- _Supplied entries_:
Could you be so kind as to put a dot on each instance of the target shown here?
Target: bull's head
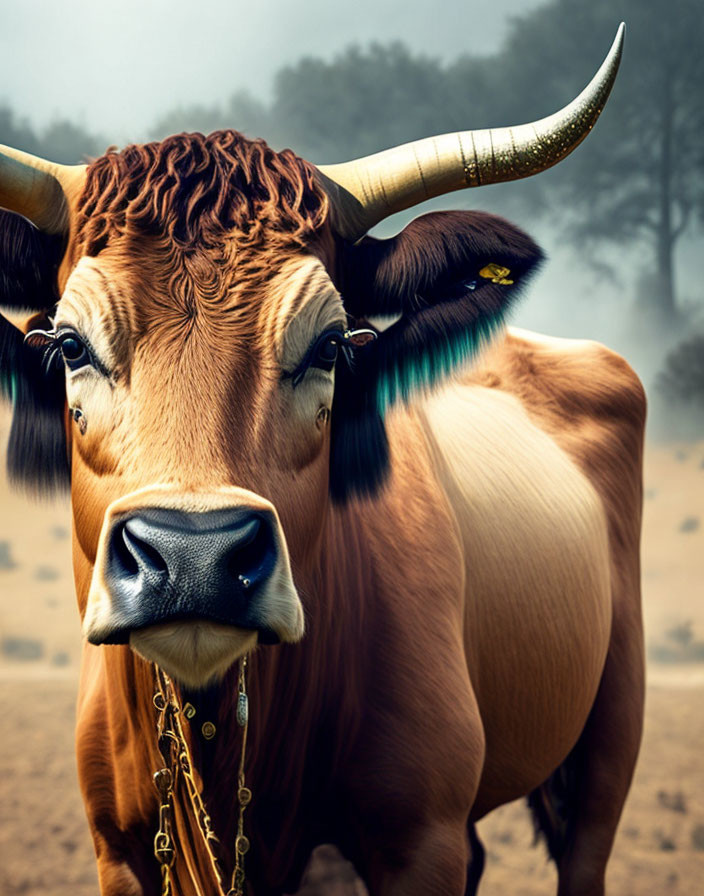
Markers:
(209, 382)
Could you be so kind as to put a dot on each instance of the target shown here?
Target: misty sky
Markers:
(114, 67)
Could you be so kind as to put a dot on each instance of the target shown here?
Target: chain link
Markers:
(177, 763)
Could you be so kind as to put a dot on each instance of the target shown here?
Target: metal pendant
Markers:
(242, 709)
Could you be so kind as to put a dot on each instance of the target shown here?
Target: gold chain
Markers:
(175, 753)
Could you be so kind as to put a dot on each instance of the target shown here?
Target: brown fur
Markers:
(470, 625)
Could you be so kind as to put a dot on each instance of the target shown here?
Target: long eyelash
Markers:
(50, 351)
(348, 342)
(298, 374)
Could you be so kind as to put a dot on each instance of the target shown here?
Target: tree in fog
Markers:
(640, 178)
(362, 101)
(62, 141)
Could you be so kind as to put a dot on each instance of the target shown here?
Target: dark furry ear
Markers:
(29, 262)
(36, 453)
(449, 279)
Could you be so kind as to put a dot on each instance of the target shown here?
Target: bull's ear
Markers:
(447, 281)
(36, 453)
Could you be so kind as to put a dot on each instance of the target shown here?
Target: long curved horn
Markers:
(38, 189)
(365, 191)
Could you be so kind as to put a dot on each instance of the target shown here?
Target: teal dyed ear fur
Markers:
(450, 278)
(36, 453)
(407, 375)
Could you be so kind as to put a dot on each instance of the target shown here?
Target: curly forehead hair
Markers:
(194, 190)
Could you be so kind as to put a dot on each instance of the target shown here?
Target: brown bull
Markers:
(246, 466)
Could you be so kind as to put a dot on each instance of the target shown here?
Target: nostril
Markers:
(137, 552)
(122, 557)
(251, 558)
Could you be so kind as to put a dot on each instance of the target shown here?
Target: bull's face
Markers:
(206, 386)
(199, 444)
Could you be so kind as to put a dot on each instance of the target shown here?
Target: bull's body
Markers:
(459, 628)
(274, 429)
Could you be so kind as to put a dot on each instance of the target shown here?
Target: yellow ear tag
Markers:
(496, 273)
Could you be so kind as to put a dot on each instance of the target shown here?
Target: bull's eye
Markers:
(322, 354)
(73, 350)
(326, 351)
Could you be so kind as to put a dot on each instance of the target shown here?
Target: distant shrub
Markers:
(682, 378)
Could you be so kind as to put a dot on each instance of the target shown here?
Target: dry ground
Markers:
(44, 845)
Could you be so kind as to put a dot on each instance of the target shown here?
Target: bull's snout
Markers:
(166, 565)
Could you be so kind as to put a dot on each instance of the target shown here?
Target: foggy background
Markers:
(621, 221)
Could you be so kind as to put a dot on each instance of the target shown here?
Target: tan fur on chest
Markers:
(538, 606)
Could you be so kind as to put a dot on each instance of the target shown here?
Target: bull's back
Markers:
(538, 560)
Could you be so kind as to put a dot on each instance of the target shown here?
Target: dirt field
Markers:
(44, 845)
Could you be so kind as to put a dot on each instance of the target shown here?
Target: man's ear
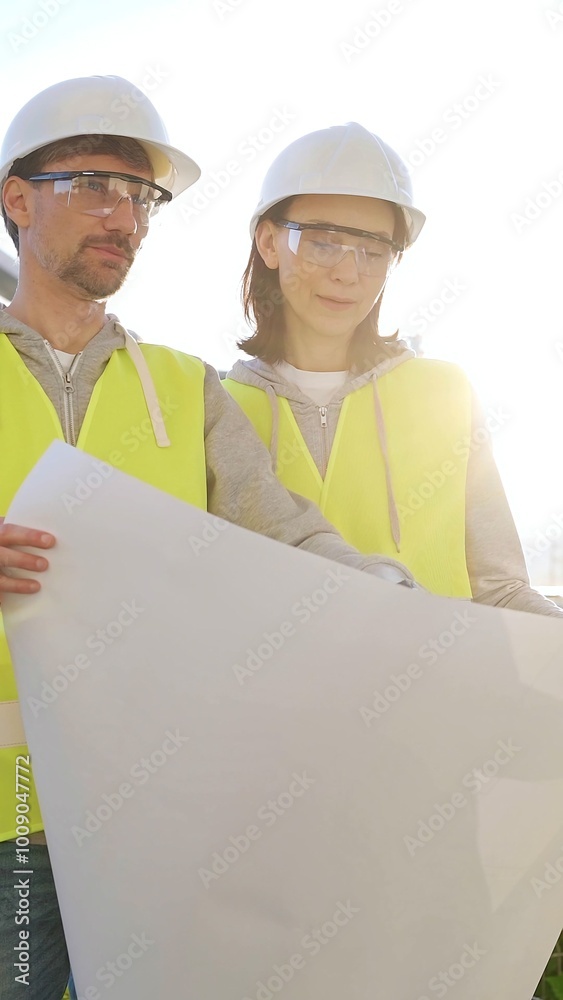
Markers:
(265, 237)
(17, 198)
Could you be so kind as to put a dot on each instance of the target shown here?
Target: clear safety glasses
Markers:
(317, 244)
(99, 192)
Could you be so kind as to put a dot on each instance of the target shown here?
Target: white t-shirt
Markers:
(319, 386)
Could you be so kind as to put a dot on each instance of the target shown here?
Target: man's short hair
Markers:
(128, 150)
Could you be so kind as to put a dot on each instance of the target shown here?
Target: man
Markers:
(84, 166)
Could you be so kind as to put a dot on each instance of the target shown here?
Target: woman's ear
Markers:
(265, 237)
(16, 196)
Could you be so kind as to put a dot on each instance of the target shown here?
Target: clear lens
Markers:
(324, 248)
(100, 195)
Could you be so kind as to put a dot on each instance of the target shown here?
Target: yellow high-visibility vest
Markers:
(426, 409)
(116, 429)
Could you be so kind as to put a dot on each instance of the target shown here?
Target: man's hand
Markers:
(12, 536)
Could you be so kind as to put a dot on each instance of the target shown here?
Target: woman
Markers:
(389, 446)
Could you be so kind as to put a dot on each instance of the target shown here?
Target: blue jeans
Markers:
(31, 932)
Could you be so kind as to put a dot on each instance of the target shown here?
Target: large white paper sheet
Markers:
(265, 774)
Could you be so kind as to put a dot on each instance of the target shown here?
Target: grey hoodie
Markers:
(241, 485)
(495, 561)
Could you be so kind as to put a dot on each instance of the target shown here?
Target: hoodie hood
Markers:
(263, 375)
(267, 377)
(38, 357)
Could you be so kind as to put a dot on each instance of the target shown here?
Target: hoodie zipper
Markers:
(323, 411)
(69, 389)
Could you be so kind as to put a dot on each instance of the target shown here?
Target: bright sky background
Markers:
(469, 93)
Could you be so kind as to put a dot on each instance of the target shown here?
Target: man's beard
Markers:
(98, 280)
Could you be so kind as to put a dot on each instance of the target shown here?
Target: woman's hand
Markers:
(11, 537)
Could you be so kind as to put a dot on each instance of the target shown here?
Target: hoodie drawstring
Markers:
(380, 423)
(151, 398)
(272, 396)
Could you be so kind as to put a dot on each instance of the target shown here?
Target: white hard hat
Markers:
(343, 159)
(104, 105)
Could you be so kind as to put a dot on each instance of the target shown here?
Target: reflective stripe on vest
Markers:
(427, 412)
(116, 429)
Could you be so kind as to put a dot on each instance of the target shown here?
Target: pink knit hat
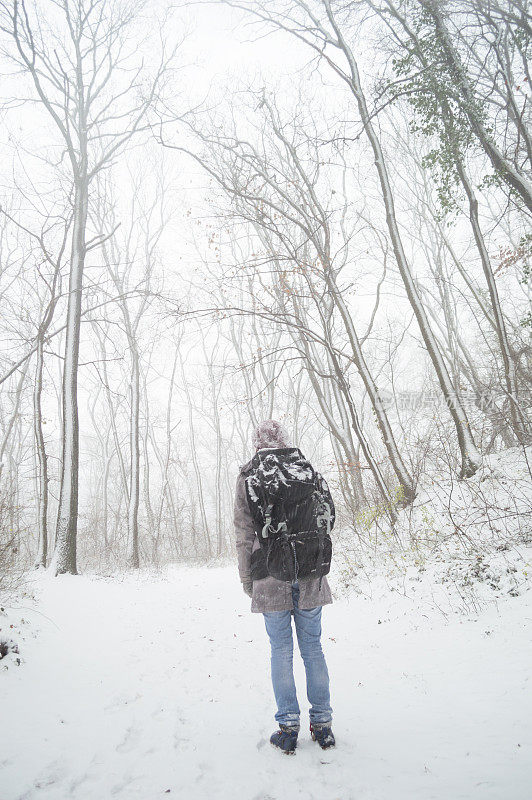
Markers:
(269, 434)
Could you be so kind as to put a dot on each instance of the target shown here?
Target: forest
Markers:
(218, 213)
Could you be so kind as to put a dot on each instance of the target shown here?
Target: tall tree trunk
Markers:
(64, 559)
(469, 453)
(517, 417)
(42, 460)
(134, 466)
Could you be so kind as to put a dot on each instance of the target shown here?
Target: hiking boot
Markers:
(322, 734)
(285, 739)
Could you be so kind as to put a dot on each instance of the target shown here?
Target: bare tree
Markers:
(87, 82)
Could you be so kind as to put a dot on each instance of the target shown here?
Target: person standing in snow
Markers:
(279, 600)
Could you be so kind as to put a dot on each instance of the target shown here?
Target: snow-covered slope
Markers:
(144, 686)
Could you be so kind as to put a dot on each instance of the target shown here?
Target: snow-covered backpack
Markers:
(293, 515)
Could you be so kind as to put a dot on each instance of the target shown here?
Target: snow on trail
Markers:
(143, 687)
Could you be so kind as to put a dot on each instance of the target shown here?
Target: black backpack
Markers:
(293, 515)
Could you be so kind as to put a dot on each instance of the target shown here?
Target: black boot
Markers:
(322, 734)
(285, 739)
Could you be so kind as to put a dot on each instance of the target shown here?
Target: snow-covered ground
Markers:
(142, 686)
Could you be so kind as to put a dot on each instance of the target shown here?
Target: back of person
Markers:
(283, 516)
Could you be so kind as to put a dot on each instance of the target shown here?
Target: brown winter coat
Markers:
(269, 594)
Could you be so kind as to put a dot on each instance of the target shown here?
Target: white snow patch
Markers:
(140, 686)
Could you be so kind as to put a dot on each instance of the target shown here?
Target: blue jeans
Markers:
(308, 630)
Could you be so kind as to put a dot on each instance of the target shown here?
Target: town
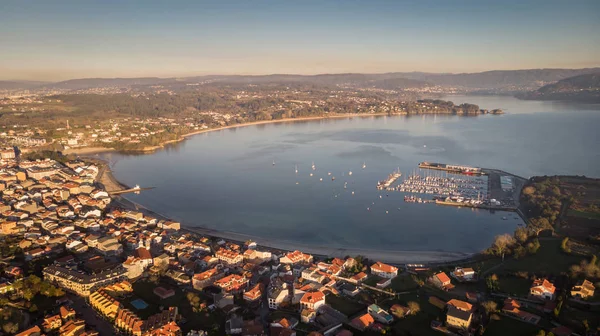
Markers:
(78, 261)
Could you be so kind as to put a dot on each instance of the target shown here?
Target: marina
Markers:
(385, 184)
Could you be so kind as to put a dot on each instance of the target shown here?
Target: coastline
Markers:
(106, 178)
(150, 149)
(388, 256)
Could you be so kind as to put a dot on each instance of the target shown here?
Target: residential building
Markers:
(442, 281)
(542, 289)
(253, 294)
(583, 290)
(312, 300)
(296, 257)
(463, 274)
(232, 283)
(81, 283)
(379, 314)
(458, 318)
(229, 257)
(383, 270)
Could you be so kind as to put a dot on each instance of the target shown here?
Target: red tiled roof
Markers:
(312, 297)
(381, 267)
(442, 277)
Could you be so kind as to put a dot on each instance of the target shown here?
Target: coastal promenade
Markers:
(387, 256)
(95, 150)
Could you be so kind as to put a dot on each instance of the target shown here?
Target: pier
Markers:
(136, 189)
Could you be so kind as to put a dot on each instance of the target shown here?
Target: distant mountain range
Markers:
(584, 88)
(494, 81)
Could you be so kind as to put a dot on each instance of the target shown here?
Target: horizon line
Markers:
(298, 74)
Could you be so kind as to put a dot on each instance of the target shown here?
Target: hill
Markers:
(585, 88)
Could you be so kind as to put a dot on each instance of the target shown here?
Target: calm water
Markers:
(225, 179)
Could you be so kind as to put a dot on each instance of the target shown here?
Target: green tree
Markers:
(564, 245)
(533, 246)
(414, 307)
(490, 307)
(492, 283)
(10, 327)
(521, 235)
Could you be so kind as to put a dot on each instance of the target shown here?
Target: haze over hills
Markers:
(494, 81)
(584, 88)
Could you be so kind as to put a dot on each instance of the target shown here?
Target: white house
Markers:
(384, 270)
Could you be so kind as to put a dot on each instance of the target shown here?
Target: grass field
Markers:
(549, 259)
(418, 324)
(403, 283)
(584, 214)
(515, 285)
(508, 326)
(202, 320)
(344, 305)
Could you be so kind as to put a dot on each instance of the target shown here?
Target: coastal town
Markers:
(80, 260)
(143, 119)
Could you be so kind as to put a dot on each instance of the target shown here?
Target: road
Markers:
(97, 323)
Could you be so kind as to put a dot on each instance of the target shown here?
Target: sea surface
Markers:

- _Task goal_:
Can you identify every line above that contains the word "hair" and copy each of those lines out in full?

- _Output of the exercise_:
Target: curly forehead hair
Target: man's short hair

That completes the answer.